───── Vorliegender Text ─────

Bei mac.ars wünscht man sich einmal mehr den monitorlosen Consumer-Mac:

"The second thing Apple needs to do is build a Shuttle PC. Make that a Shuttle Mac. The idea is not necessarily to rip off the Shuttle wholesale, but to build something comparable: a Mac with a small form factor, a PCI and AGP slot, a 2nd 3.5" HD bay and good looks. Put a 1.25 GHz G4 processor in there, an Airport Extreme Card, a combo drive, an ATI Radeon 9200, some DDR RAM, integrated Firewire 800, gigabit Ethernet, USB 2.0, and Bluetooth and they're all set. Price it competitively and watch them go flying off the store shelves.

"Psst . . . hey Eric!  They tried that already and called it the G4 Cube."

I'm not talking about another Cube. The Cube was priced much higher than the Shuttle Mac would be, and had no expansion slots (although Cubeowner.com will tell you how to upgrade the stock ATI Rage Pro 128 video card). Building an inexpensive Shuttle Mac would require a change of mindset at Apple. They would need to be willing to sacrifice margins for the sake of market share, something Apple has been reluctant to do for some time. Of course, high margins are integral to Apple's profitability. However, they have winners with the iPod and iTunes Music Store for Windows which should be able to offset enough of the revenue lost by lowering the price on a "Shuttle Mac."

Bei MacSlash ist inzwischen auch eine weitreichende Diskussion zu FileVault ausgebrochen.

In die unglaublich positive Berichterstattung über 10.3 hat sich ebenso Independent.co.uk eingereiht:

"Certainly I've spoken to a number of people inside companies big and small who now think that OSX is very interesting, not least because it lets them control both Windows and Unix systems remotely - and those are the backbone of most businesses."

─────

_Ziel a_:
Beantworte anhand des Textes über den Shuttle-Mac:
(i) Mit welcher Taktfrequenz soll der G4-Prozessor im gewünschten Mac laufen?
(ii) Unter welchem Namen wurde die Idee laut dem Einwurf bereits umgesetzt?
(iii) Auf welcher Seite ist eine Diskussion zu FileVault ausgebrochen?

───── Daten zur Aufgabe ─────

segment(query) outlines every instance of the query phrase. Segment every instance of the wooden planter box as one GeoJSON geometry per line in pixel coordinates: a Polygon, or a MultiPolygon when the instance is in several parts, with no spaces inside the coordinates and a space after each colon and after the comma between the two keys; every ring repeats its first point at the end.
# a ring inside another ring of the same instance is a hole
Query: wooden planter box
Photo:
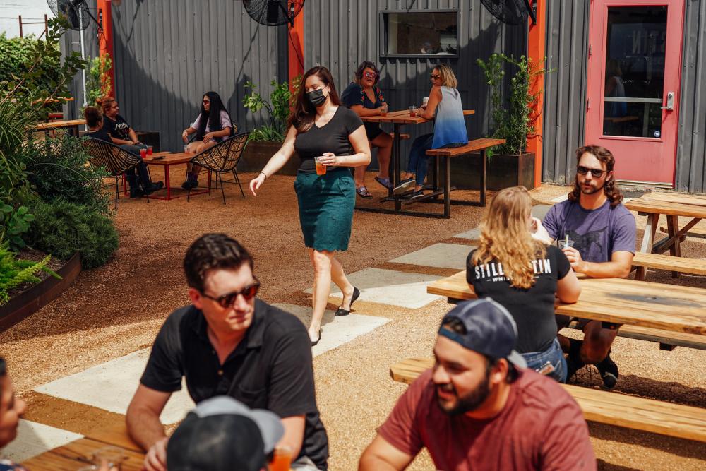
{"type": "Polygon", "coordinates": [[[78,252],[56,273],[61,277],[61,280],[53,276],[45,278],[0,307],[0,332],[35,314],[73,284],[81,273],[81,257],[78,252]]]}
{"type": "MultiPolygon", "coordinates": [[[[481,160],[474,154],[451,159],[451,184],[460,189],[477,190],[479,187],[481,160]]],[[[488,162],[486,186],[498,191],[503,188],[522,185],[534,188],[534,153],[520,155],[493,154],[488,162]]]]}
{"type": "MultiPolygon", "coordinates": [[[[238,172],[258,172],[263,169],[268,160],[275,155],[280,148],[281,142],[255,141],[248,143],[240,162],[238,162],[238,172]]],[[[277,172],[279,175],[296,175],[297,169],[299,167],[299,156],[297,153],[285,164],[285,167],[277,172]]]]}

─────

_Ziel b_: Zeige jede Zeile der Einträge, in der die Zeichenfolge „inside“ vorkommt. Groß- und Kleinschreibung ist zu beachten.

_Richtige Antwort a_:
(i) 1,25 GHz
(ii) G4 Cube
(iii) MacSlash

_Richtige Antwort b_:
segment(query) outlines every instance of the query phrase. Segment every instance of the wooden planter box as one GeoJSON geometry per line in pixel coordinates: a Polygon, or a MultiPolygon when the instance is in several parts, with no spaces inside the coordinates and a space after each colon and after the comma between the two keys; every ring repeats its first point at the end.
# a ring inside another ring of the same instance is a hole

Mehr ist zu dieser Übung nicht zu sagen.